**BLOCO DE TEXTO:**
____________

Não
se discute a importância dos livros. Todavia sempre houveram sociedades, em
todos os períodos históricos, nas quais os livros, ou certos livros, foram execrados.
No período da Inquisição, entre os séculos XIV e XVIII, as obras escritas tinham
que obter o nihil obstat quominus
imprimatur, o “nada obsta para que seja impressa”, para poderem ser
impressas e distribuídas. Cientistas como Copérnico, escritores como Rabelais e
filósofos com Espinoza protelaram a publicação de suas obras para o final da vida,
quando já sabiam que a Igreja pouco poderia fazer para puni-los. Outra opção
era organizar edições anônimas, com local de impressão inverídico. A apreensão de
uma publicação que fosse contra os ensinamentos e dogmas da Igreja podia custar
meses de tortura, anos de encarceramento ou, no pior dos casos, a queima do
autor em um ato público religioso, os Autos de fé.

____________

**DADOS:**
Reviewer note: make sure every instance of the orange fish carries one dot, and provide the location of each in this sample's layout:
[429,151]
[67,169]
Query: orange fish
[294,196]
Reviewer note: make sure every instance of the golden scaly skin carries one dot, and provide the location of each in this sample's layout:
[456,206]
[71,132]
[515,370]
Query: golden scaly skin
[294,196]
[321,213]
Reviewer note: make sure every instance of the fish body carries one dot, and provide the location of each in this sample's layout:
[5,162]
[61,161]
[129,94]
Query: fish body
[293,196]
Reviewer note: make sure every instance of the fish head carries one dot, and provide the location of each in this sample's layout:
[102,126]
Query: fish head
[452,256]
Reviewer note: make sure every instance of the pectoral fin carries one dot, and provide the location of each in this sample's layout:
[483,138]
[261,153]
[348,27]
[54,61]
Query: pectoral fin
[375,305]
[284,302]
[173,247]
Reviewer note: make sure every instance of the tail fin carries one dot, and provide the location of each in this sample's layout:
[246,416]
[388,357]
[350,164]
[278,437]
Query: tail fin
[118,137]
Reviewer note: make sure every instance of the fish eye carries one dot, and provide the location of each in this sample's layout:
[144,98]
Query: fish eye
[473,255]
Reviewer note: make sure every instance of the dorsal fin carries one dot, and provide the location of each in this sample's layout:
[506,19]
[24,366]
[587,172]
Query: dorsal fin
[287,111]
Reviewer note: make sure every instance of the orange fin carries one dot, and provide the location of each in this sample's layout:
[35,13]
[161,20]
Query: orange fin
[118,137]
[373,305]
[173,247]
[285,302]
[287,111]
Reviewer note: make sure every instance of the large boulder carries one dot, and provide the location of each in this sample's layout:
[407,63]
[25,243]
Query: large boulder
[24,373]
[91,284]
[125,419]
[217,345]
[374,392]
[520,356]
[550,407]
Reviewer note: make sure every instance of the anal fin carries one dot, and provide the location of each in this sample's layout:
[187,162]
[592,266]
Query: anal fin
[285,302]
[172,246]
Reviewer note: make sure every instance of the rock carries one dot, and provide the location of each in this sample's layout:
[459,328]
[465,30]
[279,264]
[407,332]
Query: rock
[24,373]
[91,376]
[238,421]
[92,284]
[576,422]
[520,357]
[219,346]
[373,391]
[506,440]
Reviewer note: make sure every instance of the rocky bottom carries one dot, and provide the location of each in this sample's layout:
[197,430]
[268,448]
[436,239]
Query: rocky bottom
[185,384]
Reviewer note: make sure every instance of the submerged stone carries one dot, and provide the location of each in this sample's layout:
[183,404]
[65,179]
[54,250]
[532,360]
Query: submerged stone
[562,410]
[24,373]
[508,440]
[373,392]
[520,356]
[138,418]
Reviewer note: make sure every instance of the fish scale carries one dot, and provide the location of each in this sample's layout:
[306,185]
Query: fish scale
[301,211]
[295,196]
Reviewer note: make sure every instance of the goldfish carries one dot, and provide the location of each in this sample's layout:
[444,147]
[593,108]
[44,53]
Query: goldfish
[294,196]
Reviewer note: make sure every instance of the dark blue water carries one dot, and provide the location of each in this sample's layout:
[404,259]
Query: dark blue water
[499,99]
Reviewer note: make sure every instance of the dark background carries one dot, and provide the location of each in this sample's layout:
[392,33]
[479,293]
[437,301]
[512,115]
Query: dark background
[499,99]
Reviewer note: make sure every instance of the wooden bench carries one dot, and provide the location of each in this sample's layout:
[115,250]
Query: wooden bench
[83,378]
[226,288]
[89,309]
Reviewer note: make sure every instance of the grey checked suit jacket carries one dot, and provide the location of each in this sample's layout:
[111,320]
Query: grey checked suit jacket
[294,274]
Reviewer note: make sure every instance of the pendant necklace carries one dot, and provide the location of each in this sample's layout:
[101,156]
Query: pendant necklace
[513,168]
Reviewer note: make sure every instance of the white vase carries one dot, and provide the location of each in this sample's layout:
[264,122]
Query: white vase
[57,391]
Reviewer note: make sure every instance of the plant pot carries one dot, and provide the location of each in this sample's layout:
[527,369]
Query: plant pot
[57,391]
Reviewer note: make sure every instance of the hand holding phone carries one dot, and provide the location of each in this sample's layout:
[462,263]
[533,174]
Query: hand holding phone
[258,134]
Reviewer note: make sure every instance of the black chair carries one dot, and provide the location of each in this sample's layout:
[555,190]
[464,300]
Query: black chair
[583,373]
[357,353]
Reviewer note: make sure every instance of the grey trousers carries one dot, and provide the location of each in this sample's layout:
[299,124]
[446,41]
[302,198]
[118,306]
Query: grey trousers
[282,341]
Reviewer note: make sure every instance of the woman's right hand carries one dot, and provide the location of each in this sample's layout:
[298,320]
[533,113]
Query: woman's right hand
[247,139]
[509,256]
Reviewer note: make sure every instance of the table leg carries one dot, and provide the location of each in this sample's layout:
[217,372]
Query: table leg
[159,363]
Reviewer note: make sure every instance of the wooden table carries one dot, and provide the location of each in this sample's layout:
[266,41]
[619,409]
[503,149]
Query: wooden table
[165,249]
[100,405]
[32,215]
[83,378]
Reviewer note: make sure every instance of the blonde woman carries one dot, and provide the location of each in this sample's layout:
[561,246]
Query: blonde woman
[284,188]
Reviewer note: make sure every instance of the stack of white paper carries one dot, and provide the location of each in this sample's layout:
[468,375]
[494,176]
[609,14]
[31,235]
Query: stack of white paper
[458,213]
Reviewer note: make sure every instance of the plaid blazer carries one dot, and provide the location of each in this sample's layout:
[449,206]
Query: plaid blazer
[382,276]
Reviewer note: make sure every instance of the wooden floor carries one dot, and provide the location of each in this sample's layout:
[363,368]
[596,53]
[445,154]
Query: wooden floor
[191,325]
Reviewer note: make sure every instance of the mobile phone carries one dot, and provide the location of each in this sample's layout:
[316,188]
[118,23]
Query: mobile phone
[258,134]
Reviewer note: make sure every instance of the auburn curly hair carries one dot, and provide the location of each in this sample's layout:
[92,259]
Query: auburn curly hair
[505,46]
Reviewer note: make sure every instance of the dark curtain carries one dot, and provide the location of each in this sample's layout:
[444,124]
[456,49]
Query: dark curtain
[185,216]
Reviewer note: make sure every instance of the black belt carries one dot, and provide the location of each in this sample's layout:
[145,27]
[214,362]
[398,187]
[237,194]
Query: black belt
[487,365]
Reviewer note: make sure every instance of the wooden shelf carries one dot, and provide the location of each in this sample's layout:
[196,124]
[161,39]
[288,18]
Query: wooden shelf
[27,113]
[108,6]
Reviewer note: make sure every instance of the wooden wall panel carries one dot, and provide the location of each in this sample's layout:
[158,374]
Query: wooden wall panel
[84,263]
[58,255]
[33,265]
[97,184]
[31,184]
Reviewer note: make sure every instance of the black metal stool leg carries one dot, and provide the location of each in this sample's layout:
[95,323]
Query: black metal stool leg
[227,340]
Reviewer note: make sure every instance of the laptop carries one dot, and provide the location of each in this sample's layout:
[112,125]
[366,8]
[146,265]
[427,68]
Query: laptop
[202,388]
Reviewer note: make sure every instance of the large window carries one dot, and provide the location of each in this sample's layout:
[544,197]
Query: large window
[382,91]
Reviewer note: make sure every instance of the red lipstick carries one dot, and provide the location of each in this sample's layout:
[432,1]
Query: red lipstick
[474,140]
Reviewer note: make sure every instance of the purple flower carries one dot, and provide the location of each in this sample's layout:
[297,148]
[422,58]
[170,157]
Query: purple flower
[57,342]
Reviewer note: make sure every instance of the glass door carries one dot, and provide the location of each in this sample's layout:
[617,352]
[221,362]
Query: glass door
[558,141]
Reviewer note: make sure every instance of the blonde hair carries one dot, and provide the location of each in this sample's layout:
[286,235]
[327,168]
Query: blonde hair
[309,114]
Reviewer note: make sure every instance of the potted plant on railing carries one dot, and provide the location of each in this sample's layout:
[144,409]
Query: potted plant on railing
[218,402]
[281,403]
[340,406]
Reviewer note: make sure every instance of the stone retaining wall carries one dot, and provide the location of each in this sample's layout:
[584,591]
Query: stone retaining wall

____________

**INSTRUÇÃO DADA:** Repita, sem alterações, o trecho do texto sobre a censura aos livros que começa com as palavras "No período da" e termina com "Autos de fé.". As linhas não têm relação com o texto sobre a censura aos livros.

**SOLUÇÃO DO EXERCÍCIO:**
No período da Inquisição, entre os séculos XIV e XVIII, as obras escritas tinham
que obter o nihil obstat quominus
imprimatur, o “nada obsta para que seja impressa”, para poderem ser
impressas e distribuídas. Cientistas como Copérnico, escritores como Rabelais e
filósofos com Espinoza protelaram a publicação de suas obras para o final da vida,
quando já sabiam que a Igreja pouco poderia fazer para puni-los. Outra opção
era organizar edições anônimas, com local de impressão inverídico. A apreensão de
uma publicação que fosse contra os ensinamentos e dogmas da Igreja podia custar
meses de tortura, anos de encarceramento ou, no pior dos casos, a queima do
autor em um ato público religioso, os Autos de fé.